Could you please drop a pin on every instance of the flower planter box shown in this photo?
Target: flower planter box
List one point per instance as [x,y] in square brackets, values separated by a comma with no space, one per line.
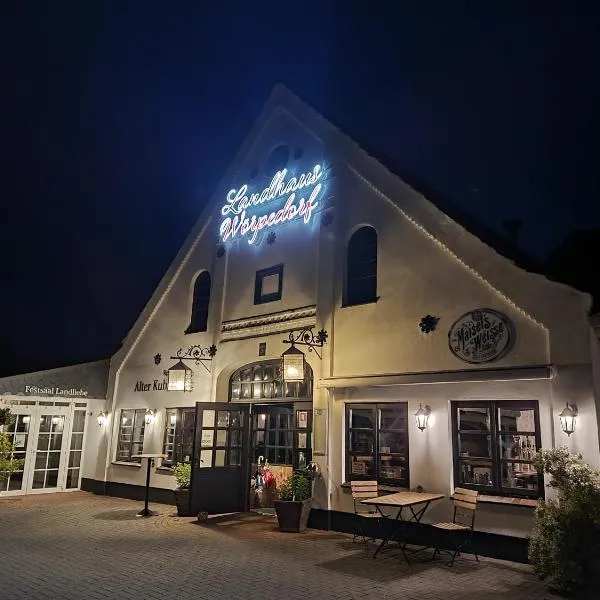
[292,515]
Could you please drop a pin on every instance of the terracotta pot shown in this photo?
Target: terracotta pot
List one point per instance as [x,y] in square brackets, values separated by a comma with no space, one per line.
[292,515]
[182,501]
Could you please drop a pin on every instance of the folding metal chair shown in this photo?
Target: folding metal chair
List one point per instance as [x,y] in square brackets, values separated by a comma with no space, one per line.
[460,530]
[362,490]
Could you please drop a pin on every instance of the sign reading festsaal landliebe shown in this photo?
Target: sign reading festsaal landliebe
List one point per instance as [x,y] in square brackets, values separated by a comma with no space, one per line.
[247,214]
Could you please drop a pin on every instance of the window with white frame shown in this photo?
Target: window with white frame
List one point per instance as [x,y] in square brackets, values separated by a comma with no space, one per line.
[131,435]
[377,443]
[178,442]
[494,445]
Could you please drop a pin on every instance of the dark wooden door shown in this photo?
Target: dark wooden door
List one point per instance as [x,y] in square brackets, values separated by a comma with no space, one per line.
[219,470]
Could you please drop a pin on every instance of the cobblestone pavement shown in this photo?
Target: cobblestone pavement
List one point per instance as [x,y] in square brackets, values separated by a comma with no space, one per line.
[80,546]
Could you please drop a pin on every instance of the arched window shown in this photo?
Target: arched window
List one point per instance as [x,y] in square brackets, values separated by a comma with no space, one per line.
[361,267]
[263,381]
[199,319]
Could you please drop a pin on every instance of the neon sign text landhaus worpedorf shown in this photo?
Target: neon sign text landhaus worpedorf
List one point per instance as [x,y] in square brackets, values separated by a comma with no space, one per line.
[240,222]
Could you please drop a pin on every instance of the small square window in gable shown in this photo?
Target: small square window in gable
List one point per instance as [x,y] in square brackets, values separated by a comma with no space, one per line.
[268,285]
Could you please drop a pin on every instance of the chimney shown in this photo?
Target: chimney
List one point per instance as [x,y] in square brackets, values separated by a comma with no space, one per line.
[512,227]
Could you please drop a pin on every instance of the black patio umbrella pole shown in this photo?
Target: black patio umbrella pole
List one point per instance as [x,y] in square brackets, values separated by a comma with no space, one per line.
[145,512]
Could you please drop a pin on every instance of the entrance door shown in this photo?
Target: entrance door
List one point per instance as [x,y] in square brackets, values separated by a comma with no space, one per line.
[48,456]
[220,465]
[19,434]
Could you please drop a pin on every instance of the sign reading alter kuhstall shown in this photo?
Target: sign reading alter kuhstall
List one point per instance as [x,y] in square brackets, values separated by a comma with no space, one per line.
[285,199]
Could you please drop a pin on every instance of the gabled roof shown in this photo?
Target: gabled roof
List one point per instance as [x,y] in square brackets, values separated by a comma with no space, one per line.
[528,292]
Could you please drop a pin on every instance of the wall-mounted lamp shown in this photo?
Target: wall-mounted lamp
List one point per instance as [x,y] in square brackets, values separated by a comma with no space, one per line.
[568,418]
[422,416]
[179,376]
[292,360]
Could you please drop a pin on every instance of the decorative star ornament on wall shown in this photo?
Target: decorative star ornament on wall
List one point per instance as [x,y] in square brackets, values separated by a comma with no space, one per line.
[428,323]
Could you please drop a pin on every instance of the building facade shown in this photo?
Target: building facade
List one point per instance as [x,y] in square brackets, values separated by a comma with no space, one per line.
[55,426]
[307,233]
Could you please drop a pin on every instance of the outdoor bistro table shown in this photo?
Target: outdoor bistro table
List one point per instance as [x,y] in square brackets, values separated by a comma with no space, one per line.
[402,500]
[146,512]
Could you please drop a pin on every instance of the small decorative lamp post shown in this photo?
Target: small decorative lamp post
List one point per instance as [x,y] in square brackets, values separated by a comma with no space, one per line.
[568,418]
[292,364]
[422,416]
[179,378]
[150,416]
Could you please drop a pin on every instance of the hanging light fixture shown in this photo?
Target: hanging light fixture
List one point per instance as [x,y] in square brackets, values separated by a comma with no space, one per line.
[292,364]
[292,360]
[179,378]
[422,416]
[150,416]
[568,418]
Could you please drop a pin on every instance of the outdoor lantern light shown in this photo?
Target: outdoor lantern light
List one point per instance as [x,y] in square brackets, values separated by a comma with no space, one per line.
[150,416]
[568,417]
[422,416]
[293,364]
[179,378]
[292,360]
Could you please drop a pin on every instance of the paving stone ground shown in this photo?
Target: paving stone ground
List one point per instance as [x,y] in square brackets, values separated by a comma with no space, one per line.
[79,546]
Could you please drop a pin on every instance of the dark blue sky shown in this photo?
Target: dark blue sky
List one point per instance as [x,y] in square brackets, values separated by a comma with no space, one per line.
[120,117]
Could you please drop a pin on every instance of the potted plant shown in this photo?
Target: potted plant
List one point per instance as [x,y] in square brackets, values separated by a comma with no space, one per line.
[8,464]
[564,545]
[183,474]
[293,506]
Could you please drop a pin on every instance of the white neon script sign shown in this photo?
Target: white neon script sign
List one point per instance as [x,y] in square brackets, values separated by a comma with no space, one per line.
[239,223]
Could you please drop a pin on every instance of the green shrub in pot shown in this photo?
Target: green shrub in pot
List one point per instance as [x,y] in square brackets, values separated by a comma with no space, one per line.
[183,474]
[564,547]
[295,488]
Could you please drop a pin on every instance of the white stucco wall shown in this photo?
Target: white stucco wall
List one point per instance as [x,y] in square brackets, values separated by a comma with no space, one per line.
[426,265]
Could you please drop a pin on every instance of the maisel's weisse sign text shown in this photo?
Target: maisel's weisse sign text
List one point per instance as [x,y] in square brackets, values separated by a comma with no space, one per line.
[481,336]
[285,199]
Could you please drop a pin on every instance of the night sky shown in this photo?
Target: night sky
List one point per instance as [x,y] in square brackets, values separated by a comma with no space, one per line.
[119,118]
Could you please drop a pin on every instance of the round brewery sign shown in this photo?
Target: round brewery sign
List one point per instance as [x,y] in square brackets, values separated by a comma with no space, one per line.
[480,336]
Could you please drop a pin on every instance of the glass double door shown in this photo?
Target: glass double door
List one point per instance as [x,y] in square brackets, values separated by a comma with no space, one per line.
[49,439]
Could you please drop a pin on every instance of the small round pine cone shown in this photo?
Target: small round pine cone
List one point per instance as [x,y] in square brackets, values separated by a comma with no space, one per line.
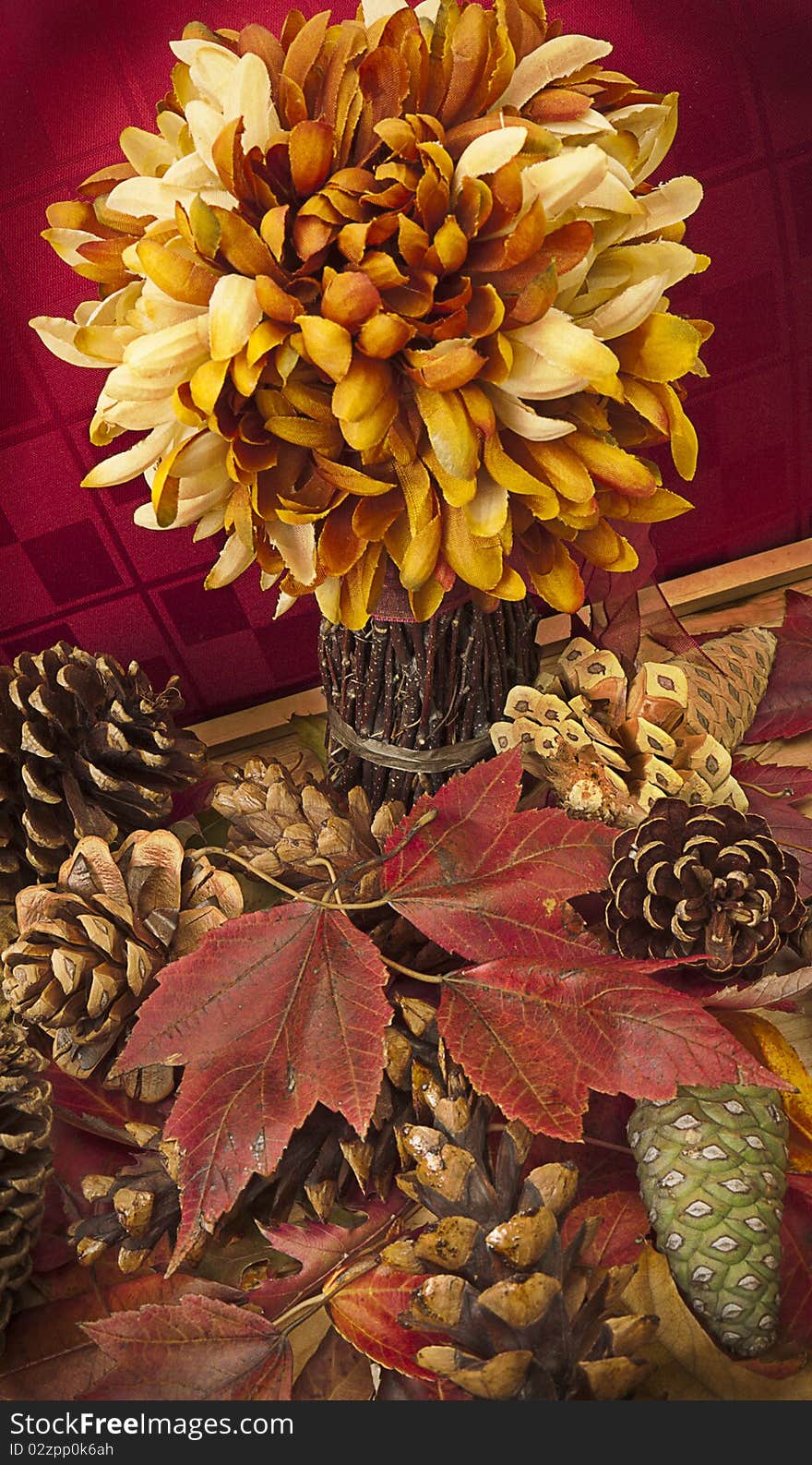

→ **What is needed**: Rewrite the data from the line containing "text shown in this photo?" through the end of the data, keeping every line and raising each x and y coordinate of the marked points by 36 while leaving all other text unchanged. Omit the pictures from your output.

→ **Response**:
Could you please drop a pin on every instance of the maisel's weisse sign text shown in this photo?
Target: maisel's weisse sign text
List one point per instance as [x,y] in square brackets, values separated by a comma with no space, one per line.
[517,372]
[321,235]
Could you please drop a pin on every instance of the night sky shown in this photo?
Target: night sky
List one point per instance as [x,y] in square brackets, values separated by a comma with no space, one per line.
[155,154]
Could you please drop a pin on every instance of the round brewery sign shown in this photo?
Target: round brewery sign
List one point per instance as [x,y] in square brackets, values separated by a comma with no space, one per line.
[516,372]
Could you please drop a pin on every instance of the glass double door shown in this photo?
Target: glass double door
List one point per instance as [x,y] in square brackets, values separated by a comma with no space, one per line.
[85,475]
Could you please drop a pin on every instance of the small round pine cone shown in this photo?
Target: small round pine cone
List one point per instance as [x,y] in square brackets, values separated by a comma with no space, one per line.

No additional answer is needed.